Point annotation records
▽

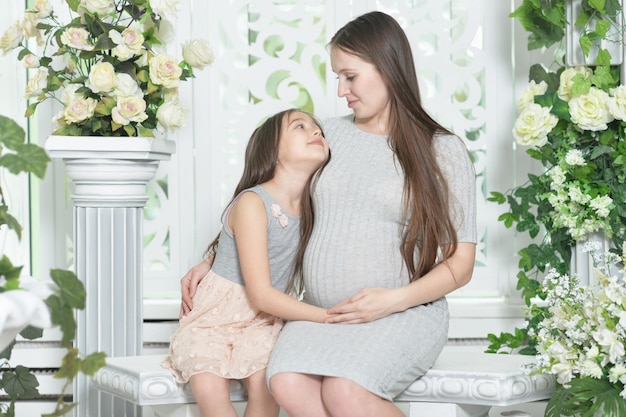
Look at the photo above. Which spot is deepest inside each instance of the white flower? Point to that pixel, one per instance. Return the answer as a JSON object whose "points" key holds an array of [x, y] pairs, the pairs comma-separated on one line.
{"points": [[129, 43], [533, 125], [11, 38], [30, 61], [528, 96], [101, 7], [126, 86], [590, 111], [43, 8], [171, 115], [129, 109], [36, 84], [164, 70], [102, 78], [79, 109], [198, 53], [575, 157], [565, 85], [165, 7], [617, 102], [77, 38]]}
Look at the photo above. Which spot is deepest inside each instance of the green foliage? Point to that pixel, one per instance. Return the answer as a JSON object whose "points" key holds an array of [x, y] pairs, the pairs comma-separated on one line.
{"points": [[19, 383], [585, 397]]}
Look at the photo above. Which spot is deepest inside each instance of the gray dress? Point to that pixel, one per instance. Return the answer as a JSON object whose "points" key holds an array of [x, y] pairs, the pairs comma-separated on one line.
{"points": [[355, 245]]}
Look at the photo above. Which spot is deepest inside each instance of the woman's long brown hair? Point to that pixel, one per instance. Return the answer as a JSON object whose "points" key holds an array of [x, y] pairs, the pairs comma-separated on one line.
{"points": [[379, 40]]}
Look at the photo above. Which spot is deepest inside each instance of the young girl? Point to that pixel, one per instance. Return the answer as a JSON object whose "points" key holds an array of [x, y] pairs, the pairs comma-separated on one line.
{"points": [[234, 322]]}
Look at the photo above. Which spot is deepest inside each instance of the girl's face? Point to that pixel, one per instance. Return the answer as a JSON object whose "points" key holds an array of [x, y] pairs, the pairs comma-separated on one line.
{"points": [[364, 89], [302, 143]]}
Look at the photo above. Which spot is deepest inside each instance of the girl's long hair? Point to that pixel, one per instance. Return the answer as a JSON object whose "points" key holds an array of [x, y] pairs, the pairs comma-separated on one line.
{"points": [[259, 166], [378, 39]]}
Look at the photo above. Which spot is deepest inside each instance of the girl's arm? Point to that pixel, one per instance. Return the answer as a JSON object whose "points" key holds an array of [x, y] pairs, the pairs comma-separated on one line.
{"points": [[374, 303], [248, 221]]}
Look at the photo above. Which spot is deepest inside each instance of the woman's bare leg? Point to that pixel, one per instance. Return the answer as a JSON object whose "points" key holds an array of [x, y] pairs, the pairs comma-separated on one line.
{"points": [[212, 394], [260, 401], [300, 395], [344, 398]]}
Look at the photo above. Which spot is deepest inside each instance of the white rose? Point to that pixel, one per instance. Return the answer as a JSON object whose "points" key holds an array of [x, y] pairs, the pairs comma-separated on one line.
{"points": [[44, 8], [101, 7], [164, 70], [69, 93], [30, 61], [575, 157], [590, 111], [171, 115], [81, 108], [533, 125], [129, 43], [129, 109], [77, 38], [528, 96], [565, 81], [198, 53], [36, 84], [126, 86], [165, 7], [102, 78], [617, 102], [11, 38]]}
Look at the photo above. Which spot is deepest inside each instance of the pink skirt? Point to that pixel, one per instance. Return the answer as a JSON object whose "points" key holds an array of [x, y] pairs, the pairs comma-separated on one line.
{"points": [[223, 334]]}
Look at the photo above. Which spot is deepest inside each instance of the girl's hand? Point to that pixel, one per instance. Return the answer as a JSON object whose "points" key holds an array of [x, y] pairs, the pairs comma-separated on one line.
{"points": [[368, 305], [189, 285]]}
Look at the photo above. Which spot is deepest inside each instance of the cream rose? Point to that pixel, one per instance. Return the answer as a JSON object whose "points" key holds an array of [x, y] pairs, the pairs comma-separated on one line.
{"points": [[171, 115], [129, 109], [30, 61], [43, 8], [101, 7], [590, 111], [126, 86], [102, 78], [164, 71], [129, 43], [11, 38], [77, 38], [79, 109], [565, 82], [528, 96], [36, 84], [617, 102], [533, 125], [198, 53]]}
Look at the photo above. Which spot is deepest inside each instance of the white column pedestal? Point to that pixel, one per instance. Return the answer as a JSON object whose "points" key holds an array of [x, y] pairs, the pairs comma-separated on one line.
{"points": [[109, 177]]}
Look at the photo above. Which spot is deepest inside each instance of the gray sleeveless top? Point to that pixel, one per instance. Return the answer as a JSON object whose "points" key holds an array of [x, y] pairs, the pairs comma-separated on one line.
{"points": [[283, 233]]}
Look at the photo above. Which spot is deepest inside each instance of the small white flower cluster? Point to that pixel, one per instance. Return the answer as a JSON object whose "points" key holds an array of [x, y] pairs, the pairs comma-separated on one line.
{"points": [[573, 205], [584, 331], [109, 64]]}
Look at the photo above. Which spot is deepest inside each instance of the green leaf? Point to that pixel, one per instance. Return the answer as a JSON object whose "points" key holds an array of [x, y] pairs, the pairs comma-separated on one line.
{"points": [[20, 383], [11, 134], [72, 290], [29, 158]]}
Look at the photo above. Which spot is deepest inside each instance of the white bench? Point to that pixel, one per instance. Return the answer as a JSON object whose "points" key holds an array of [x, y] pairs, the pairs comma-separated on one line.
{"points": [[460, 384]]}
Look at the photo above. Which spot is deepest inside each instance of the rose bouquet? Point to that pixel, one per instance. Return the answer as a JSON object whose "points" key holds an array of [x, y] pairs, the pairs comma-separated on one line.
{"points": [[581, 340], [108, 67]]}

△
▽

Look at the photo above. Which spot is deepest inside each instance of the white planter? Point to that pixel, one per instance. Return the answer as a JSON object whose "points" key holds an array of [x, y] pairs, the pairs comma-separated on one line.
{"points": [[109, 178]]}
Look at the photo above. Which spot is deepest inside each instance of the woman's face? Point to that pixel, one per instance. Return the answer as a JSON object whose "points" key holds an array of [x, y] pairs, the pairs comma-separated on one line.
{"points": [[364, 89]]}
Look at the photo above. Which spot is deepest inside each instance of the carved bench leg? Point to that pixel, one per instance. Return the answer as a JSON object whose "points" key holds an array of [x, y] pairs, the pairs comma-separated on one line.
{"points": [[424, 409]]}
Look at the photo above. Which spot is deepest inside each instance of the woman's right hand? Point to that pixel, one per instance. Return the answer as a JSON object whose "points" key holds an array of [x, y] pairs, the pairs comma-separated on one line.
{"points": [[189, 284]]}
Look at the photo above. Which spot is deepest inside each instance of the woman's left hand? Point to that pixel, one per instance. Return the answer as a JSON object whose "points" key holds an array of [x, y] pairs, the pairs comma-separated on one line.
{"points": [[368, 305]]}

△

Count the lines in the rows above that contain the string "flower", treating case as significant. Reply with the number alone.

2